(Задание) Пожалуйста, определите, согласуются ли с отрывком о прозе Окуджавы три утверждения: (а) Андрей Шемякин считал кинематограф Параджанова в сущности докинематографичным; (б) фабула «Бедного Авросимова» сводится к путешествиям и перемещениям; (в) в «Путешествии дилетантов» вязкость прозы работает на замысел. Для каждого ответьте «да» или «нет» и дословно приведите решающие слова отрывка.

(Отрывок)

-------------------------

Глава четвертая. «ФОТОГРАФ ЖОРА». РАННЯЯ ПРОЗА

[1] [2] [3] [4]

Что до приведенных причин, – Окуджава, по обыкновению, уклончив. Дело не в том, что он не может писать о современности; как раз полуудача «Фотографа Жоры» наглядно объясняет причины его перехода к историческим фантазиям. Мы уже писали о том, что в некотором смысле его проза допсихологична, она существует словно до русского реализма, принадлежа эпохе романтизма или даже сентиментализма, где герой мало рефлексирует и почти не эволюционирует. Окуджава и не реалист – не зря он называл свои романы историческими фантазиями; в «Шипове» и даже «Дилетантах» много прямого гротеска, да и в «Свидании с Бонапартом» хватает абсурда. Однажды культуролог Андрей Шемякин высказал мысль о том, что кинематограф Параджанова – статуарный, коллажный – в сущности докинематографичен: в нем преобладает застывшее, а не движущееся изображение. Это же верно применительно к прозе Окуджавы: сюжетное движение в ней не имеет ничего общего с традиционной фабулой русского психологического романа. Все развивается как во сне, герои движутся в вязкой среде, замедленно, сопровождая каждое решение старомодными восклицаниями. Фабула либо отсутствует вовсе, как в «Бедном Авросимове», либо сводится к путешествиям и перемещениям (как в «Шипове» и «Дилетантах»), да и название «Путешествия дилетантов» недвусмысленно отсылает к «Сентиментальному путешествию» Стерна: это самый древний способ организации повествования. Герои ездят, когда автор либо затрудняется выдумать динамичный сюжет, либо испытывает проблемы с описанием их психологической эволюции – именно потому, что такая эволюция принадлежит к фабулам более высокого порядка. «Развивался так-то» – сложней, чем «поехал туда-то».

Проза Окуджавы в лучшем смысле слова архаична, она наследует традиции русского романтизма, недоразвившегося и словно придавленного толстенными томами усадебной и разночинской прозы второй половины девятнадцатого столетия. Окуджава – оттуда, оттуда и интерес его к этой эпохе. Он не хотел и не умел писать об идейных эволюциях и психологических метаниях, его песенный и поэтический стиль всегда тяготел к примитивизму, экономии средств, к лаконичной формуле и статичной картинке; это неумение и нежелание погружаться во внутренний мир героя и в причудливые закономерности его судьбы – целиком отданной на откуп Фортуне и Провидению – он компенсирует бесконечными фиоритурами и украшениями. В этом смысле утонченное стилизаторство его исторической прозы – не столько украшение, сколько бегство. Он не умеет перевоплощаться, быть другими, «писать изнутри других», как называл это Толстой; это не хорошо и не плохо – такова природа его дара. И эта изобразительная скупость, а также отсутствие психологизма компенсируются в его прозе стилистической избыточностью, многословием, создающим ощущение вязкости. Иногда эта вязкость тяготит читателя – как в «Бедном Авросимове», – а иногда работает на замысел, создавая эффект кошмара, замедленного движения, как во сне, когда надо бежать, а мы еле движемся. Так обстоит дело в «Путешествии дилетантов».

-------------------------

(Записи)
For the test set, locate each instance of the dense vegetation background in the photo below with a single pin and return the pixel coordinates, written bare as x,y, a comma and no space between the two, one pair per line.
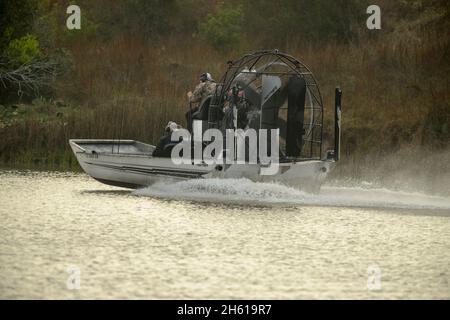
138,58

-------------------------

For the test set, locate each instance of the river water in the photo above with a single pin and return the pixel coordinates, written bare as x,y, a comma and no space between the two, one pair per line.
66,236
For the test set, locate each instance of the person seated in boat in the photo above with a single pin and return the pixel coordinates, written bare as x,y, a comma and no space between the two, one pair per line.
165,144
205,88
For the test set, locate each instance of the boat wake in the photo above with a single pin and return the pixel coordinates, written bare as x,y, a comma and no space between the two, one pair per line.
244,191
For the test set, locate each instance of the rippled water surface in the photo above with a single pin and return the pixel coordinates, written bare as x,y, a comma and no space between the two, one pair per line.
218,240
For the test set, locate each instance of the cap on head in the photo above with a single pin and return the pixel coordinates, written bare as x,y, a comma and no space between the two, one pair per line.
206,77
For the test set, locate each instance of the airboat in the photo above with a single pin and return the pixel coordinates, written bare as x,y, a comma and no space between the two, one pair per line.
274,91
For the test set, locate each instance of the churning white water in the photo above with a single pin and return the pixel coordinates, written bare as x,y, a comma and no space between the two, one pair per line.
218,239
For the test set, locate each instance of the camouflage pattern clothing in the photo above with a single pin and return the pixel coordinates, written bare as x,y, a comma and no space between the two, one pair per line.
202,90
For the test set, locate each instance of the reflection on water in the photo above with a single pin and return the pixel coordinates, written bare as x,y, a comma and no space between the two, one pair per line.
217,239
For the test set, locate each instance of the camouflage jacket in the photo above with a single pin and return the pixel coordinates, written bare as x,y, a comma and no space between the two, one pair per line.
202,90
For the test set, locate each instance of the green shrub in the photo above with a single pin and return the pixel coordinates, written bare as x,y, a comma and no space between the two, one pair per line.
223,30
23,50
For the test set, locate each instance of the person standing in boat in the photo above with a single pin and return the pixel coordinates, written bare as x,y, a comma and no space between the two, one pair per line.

-------------------------

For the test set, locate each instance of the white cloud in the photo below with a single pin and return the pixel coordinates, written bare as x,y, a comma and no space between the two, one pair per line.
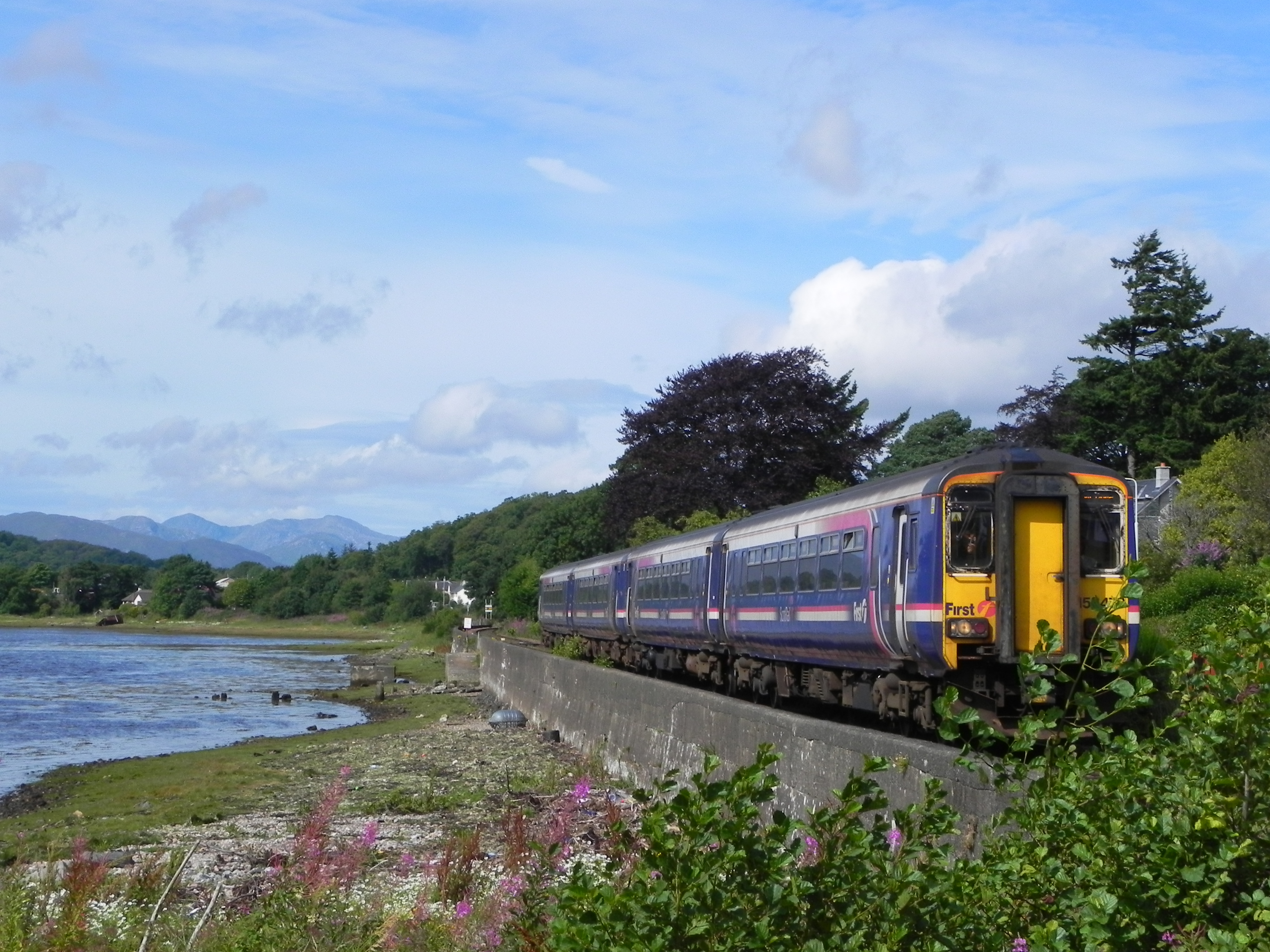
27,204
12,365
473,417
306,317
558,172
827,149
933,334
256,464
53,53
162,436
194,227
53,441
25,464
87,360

-------------------------

(Ответ)
(а) Да: «кинематограф Параджанова – статуарный, коллажный – в сущности докинематографичен».
(б) Нет: «Фабула либо отсутствует вовсе, как в „Бедном Авросимове“».
(в) Да: «а иногда работает на замысел, создавая эффект кошмара, замедленного движения, как во сне, когда надо бежать, а мы еле движемся. Так обстоит дело в „Путешествии дилетантов“».